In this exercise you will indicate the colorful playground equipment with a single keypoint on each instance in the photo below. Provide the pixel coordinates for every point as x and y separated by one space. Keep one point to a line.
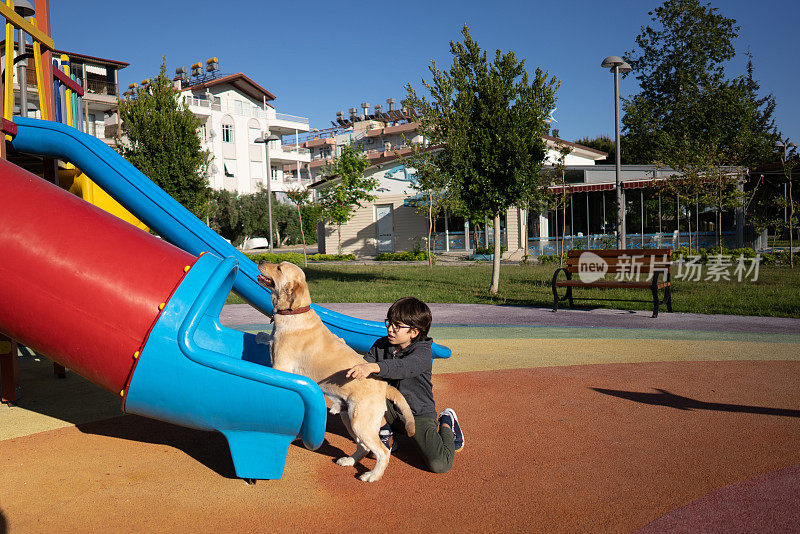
133 313
140 317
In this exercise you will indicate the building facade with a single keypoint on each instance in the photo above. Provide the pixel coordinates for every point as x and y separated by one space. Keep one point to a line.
235 110
393 222
99 78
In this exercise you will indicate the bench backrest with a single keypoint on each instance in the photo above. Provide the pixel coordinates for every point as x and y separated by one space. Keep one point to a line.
629 261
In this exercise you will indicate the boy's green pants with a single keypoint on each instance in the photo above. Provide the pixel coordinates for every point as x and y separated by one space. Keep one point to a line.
437 445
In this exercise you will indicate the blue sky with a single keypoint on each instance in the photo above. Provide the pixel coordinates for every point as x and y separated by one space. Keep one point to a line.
321 57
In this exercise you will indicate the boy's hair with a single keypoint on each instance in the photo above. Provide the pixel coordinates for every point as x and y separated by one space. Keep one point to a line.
413 312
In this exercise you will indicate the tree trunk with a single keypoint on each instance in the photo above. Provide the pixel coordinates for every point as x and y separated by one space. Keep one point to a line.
563 229
791 225
496 260
303 236
430 229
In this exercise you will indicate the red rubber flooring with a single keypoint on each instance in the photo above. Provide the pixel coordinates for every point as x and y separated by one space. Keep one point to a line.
561 449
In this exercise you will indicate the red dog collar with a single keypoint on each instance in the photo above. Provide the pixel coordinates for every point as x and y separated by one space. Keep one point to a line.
295 311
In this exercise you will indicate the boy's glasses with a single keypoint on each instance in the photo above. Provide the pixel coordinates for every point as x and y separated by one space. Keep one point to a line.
395 326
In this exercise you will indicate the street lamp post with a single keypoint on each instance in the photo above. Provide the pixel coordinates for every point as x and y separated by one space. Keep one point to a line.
786 150
617 65
266 138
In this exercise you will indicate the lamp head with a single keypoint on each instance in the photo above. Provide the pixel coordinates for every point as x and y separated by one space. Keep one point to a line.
24 8
615 61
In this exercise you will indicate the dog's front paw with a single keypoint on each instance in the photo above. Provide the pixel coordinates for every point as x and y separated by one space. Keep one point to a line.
370 476
262 338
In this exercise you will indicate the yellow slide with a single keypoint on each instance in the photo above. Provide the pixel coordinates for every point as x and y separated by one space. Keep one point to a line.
77 183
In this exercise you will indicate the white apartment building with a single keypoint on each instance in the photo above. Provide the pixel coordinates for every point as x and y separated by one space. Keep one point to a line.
234 111
392 223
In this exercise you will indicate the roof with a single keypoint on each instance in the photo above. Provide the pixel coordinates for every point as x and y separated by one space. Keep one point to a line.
239 81
74 55
574 145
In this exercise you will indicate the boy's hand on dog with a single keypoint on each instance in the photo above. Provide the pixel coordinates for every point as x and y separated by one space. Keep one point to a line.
262 338
362 370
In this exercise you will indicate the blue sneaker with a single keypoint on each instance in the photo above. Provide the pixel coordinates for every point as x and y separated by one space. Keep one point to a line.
386 434
448 417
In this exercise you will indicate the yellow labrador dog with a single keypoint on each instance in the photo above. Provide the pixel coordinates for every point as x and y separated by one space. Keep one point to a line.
303 345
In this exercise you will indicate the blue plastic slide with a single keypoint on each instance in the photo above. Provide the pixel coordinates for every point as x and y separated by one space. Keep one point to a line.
139 195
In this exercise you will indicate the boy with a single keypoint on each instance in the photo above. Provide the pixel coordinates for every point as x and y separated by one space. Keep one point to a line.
403 358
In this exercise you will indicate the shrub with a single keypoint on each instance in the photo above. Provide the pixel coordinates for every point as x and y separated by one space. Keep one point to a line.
546 259
297 258
409 255
488 251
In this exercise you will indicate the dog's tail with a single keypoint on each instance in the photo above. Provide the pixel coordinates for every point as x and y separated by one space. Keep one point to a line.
397 398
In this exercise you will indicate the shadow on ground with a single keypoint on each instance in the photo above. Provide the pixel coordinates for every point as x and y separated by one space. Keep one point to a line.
665 398
208 448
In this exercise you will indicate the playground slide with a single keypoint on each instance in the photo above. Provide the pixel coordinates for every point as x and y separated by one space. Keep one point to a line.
170 220
140 318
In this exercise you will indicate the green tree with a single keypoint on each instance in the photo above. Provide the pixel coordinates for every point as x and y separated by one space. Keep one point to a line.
686 100
490 118
348 189
224 215
160 138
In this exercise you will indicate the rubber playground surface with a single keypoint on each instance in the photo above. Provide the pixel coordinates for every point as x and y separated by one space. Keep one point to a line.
582 420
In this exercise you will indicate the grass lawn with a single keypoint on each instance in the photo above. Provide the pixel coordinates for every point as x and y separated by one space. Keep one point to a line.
776 293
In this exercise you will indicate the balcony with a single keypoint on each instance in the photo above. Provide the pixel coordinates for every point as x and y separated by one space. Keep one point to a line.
282 124
201 106
290 154
101 87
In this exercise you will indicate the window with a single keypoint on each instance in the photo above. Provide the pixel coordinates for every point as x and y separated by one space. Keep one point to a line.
227 133
230 168
255 170
253 133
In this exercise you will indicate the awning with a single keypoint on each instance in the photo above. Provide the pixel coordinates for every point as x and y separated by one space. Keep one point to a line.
579 188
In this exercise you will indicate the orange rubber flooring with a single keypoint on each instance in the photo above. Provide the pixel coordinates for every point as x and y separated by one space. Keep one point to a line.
586 448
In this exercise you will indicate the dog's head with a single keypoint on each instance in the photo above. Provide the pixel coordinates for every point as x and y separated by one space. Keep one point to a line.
287 282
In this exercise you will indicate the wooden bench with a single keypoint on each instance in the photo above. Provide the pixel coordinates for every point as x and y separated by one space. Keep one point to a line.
634 269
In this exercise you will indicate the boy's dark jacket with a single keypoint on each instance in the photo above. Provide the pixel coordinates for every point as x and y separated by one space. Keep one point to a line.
409 370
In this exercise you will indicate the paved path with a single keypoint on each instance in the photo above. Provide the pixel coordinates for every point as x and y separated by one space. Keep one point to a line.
576 421
485 314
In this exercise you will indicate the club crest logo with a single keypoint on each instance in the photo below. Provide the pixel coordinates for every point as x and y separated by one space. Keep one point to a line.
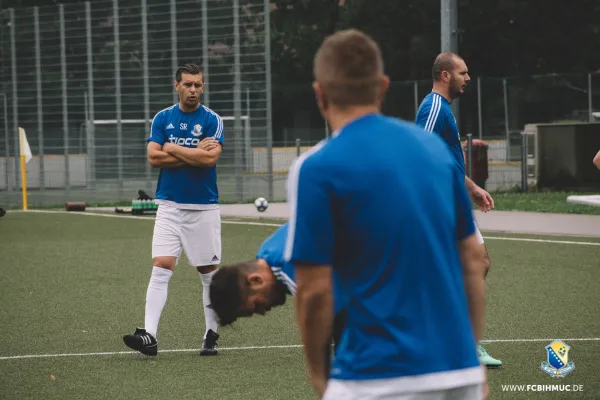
557 363
197 130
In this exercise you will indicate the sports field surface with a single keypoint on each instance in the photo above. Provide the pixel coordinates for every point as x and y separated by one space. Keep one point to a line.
72 284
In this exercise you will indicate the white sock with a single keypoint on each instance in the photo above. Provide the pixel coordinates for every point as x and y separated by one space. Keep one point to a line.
209 315
156 297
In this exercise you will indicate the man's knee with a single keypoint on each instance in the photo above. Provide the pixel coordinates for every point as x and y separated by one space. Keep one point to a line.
205 269
167 262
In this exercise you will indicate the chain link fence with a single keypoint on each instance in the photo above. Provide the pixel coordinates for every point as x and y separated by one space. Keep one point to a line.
84 81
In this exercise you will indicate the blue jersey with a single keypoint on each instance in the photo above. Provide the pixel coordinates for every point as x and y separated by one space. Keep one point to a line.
187 187
435 115
272 251
382 203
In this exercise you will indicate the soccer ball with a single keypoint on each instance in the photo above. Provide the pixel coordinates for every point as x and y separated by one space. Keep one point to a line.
261 204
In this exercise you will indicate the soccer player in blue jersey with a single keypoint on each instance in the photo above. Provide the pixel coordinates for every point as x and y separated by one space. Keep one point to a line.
450 77
380 207
185 143
256 286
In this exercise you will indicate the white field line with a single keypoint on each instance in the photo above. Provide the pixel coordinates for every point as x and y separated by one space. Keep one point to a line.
288 346
276 225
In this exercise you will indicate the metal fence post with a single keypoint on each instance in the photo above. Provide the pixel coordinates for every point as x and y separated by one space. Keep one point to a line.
145 74
90 83
524 160
40 116
479 111
15 108
247 132
267 39
470 154
174 44
591 109
117 52
205 63
237 102
416 93
65 105
6 142
506 127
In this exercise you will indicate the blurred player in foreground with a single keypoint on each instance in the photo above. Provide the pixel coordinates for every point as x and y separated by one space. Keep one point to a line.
381 205
450 78
185 143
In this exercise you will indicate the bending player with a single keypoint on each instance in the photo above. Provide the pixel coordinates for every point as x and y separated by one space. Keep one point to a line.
450 77
185 142
256 286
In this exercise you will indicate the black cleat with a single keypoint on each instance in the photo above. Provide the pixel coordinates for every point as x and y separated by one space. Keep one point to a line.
209 345
141 341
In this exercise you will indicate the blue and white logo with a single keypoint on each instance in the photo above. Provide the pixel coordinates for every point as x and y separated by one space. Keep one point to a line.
557 363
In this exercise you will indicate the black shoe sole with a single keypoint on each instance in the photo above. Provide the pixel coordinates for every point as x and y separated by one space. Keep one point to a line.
133 343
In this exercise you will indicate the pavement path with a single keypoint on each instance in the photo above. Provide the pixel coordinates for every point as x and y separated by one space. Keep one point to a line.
493 221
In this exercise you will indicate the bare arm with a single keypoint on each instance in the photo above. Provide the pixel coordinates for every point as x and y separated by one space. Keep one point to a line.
160 159
473 262
480 196
196 157
314 315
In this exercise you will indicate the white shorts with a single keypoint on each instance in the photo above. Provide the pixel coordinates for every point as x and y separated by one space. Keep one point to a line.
359 390
479 236
198 232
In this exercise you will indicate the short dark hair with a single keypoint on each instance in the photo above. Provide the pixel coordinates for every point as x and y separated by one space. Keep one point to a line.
444 62
229 289
349 68
190 68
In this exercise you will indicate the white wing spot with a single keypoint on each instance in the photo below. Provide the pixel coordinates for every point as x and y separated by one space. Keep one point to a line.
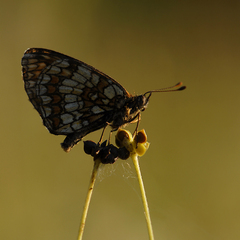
71 107
54 70
70 83
109 92
84 72
95 79
79 78
96 110
67 118
118 90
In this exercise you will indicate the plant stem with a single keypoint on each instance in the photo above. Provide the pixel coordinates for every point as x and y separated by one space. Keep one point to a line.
88 198
144 198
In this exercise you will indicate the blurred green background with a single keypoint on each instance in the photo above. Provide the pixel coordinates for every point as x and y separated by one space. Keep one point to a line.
191 170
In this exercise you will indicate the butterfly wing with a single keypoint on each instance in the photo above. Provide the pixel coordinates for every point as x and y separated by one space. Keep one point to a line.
71 97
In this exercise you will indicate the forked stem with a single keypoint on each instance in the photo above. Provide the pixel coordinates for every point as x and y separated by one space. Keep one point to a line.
143 194
88 198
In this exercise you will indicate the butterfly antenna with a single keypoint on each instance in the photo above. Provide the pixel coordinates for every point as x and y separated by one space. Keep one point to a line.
177 87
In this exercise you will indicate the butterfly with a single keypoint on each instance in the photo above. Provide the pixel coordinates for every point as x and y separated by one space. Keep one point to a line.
75 99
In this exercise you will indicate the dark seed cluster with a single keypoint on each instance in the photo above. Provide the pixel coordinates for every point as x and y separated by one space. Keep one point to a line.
106 153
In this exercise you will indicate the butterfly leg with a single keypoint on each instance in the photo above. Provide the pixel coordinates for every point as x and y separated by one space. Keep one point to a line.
99 142
136 129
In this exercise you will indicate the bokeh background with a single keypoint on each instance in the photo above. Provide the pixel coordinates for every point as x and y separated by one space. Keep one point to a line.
191 171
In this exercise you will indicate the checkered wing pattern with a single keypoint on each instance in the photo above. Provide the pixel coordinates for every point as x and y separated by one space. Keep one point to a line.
70 96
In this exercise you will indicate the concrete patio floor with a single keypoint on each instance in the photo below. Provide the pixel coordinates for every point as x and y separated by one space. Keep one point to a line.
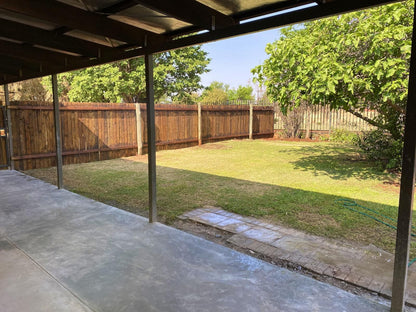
━━━━━━━━
• Task prompt
Return each line of the data above that contains the string "post", copied in full. Treat the match as case-sensitive.

• Answer to the problem
In this exercise you will indicate the street lamp post with a single keypoint on each instance in the photo above. Provide the pixel coordinates for every point as x and y separated by one space. Keep one point to a line.
In this exercise you will indicate the metal fence post with a single keypoint on each instance in the photo above. Provide the pixel coordinates for every point as x and y separated by one space. Keep one point to a line.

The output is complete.